▶ _Request_: Repeat the records word for word, from the very start through the line with "x=179 y=457", including that line. Leave the pictures out of your answer.

▶ _Records supplied_:
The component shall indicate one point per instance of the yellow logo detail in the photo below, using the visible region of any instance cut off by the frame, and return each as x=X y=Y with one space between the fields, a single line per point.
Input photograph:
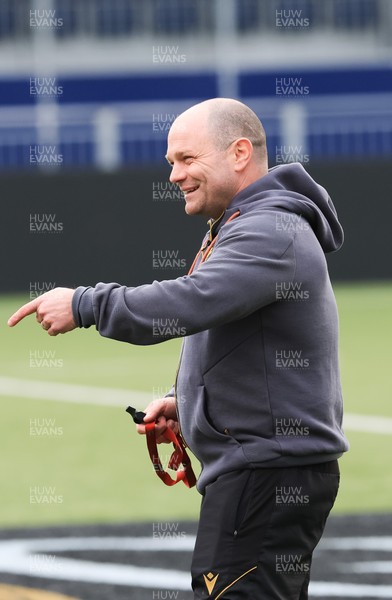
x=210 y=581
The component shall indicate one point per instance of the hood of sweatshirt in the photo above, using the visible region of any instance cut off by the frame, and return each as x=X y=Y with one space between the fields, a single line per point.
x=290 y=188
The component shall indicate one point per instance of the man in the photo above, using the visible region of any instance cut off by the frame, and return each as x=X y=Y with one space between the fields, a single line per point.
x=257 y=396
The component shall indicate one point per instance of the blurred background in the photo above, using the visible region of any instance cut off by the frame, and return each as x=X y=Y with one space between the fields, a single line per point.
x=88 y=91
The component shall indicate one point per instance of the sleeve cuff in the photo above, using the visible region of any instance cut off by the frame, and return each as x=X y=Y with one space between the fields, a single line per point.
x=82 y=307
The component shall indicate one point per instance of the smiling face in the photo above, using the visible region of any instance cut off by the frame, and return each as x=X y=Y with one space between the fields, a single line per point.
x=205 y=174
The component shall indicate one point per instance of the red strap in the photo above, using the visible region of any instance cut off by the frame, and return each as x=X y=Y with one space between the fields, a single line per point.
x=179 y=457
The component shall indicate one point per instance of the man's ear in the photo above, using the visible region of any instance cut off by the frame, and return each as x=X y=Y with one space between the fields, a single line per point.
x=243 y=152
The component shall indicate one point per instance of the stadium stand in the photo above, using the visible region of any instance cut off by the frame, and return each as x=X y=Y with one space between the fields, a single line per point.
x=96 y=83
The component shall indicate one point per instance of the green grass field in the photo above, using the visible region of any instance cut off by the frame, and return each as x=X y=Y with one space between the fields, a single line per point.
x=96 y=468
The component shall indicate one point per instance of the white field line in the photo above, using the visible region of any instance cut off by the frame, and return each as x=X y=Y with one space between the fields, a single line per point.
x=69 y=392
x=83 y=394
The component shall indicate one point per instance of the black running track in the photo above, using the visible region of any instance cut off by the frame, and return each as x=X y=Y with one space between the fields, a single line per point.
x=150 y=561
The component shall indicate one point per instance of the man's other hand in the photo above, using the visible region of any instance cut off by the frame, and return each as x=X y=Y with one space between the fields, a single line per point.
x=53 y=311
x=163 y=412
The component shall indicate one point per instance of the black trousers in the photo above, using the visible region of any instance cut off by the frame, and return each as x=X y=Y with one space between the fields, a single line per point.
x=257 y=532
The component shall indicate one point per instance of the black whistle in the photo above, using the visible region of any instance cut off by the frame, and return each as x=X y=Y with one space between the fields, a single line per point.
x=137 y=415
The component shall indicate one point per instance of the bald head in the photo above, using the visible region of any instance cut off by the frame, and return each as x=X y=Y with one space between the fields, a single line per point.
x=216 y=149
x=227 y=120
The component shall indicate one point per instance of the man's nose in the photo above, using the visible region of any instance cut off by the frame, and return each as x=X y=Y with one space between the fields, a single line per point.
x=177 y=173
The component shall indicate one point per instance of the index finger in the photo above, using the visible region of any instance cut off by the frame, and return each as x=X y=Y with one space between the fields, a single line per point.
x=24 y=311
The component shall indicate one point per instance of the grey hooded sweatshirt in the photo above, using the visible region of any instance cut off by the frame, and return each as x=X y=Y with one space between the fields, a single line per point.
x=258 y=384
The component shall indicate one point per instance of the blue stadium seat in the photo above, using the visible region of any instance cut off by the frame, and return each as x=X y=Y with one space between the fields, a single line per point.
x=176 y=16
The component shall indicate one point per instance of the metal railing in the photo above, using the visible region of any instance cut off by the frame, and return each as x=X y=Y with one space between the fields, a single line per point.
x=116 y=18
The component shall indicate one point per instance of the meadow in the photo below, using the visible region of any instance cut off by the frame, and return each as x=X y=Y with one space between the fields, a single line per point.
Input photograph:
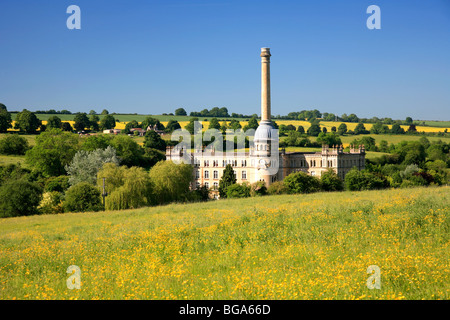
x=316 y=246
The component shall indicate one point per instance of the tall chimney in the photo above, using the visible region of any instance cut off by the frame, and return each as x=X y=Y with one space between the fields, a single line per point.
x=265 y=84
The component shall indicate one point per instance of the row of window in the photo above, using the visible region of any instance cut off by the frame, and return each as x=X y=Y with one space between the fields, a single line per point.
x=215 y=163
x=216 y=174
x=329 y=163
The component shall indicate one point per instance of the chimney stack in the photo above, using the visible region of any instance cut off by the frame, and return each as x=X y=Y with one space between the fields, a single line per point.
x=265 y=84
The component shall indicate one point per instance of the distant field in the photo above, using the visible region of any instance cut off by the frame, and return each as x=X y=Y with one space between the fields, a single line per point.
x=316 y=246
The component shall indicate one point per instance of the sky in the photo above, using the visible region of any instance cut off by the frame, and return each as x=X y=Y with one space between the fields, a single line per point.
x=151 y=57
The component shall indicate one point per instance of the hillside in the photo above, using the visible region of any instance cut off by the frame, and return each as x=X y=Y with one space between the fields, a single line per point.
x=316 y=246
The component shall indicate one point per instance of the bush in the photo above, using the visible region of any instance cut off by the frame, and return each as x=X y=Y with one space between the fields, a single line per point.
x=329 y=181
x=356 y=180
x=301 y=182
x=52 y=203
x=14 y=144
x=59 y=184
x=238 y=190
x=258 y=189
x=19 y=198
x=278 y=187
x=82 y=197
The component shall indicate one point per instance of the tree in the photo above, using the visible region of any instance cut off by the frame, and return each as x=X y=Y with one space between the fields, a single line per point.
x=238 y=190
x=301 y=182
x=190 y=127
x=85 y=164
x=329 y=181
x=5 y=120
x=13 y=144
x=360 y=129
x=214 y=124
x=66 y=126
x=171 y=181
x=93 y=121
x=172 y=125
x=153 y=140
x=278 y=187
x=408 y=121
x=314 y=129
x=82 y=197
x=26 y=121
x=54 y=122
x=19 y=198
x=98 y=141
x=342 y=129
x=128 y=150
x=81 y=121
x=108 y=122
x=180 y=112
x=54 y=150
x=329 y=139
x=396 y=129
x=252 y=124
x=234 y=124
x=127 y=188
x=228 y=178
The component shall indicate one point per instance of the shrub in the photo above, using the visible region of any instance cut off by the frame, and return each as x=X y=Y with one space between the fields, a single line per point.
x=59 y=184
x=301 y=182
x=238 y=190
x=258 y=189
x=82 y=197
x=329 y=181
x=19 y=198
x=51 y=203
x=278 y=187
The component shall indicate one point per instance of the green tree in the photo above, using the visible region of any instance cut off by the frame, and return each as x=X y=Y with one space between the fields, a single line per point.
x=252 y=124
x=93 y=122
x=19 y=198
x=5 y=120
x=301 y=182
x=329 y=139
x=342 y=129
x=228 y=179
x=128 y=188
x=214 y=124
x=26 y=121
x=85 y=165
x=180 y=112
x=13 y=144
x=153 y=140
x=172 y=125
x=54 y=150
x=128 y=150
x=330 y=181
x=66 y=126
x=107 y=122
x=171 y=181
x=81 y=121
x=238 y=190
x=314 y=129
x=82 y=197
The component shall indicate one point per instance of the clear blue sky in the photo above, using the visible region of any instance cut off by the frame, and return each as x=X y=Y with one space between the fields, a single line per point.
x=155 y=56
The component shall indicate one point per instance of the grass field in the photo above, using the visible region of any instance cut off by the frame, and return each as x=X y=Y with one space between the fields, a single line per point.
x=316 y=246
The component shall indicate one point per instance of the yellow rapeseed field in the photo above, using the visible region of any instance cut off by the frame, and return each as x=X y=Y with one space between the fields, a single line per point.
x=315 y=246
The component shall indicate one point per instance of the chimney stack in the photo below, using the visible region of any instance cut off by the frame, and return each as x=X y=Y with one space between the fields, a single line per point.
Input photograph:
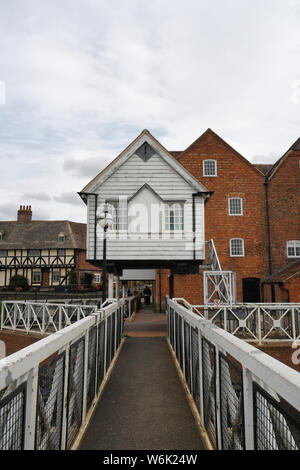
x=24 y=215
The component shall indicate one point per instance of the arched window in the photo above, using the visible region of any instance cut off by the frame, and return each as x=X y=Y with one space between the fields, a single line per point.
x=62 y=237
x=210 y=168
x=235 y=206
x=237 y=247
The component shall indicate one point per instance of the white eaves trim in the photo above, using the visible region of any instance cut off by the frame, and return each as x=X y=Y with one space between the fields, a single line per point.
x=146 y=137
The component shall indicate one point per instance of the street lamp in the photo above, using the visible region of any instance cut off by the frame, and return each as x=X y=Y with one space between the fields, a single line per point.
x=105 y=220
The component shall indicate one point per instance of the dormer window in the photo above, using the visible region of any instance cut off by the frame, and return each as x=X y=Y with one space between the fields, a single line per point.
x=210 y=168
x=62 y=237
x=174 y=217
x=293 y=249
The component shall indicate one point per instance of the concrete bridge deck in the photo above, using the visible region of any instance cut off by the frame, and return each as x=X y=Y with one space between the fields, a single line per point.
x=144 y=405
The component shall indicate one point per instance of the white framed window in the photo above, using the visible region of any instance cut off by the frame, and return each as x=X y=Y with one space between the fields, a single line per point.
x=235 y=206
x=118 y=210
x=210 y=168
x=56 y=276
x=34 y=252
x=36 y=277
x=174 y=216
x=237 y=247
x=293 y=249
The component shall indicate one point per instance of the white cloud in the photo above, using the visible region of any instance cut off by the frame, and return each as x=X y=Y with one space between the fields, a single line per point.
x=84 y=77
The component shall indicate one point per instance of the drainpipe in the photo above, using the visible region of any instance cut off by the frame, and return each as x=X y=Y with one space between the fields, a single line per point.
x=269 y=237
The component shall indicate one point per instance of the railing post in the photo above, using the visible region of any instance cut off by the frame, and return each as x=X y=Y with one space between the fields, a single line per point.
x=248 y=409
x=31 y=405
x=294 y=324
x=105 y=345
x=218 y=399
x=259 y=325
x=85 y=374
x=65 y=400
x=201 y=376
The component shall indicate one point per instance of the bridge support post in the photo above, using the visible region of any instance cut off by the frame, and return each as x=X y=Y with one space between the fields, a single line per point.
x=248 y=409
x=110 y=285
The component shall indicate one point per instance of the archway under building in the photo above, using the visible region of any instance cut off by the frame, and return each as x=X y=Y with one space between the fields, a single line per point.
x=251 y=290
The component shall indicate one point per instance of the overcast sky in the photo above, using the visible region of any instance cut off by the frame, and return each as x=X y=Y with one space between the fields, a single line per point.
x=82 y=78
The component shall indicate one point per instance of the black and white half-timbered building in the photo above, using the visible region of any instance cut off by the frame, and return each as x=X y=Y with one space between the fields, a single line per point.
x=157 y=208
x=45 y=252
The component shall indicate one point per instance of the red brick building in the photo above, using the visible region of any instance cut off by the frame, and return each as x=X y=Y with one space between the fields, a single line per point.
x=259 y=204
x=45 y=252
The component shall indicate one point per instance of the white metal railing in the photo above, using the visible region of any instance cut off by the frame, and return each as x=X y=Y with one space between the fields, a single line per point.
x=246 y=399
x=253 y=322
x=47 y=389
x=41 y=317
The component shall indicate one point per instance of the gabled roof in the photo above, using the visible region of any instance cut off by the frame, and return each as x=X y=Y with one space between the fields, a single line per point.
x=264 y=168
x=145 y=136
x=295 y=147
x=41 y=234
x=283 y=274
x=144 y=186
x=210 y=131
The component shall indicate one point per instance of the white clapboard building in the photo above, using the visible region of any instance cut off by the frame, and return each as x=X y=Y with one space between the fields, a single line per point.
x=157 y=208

▶ _Correct response_:
The component shall indicate one point per instance of the yellow logo detail in the photo below, using the visible region of any instance cut off by the frame, and return each as x=X y=Y with one space between the fields, a single line per point.
Input photograph:
x=210 y=581
The component shall indicate one point per instance of the hood of sweatshirt in the photo above, using the visible region of any instance cut off by the frame, and return each as x=X y=Y with one space between the fields, a single line per point.
x=290 y=188
The component shall indicate one point per instance of the man in the photo above, using the visible region of any instance cut off by the frame, and return each as x=X y=Y with one space between the fields, a single line per point.
x=257 y=396
The component shall indicate one point per instance of the blurred background in the photo above, using the visible region of any instance cut off by the frame, and return each as x=X y=Y with one space between the fields, a single line per point.
x=88 y=91
The component shall indicate one point per instance of the sleeve cuff in the photo above, using the visible region of any instance cut off by the frame, and return each as x=X y=Y with one space between the fields, a single line per point.
x=82 y=307
The component shall indicate one point per instance of the smiling face in the photo above, using the visible region of any instance cut off by the frame, and return each as x=X y=Y with one space between the fields, a single line per point.
x=205 y=174
The component shall indicate one point per instance of the red strap in the photo above, using the visible region of any instance cut off by the frame, and return each as x=X y=Y with one space between the fields, a single line per point.
x=179 y=457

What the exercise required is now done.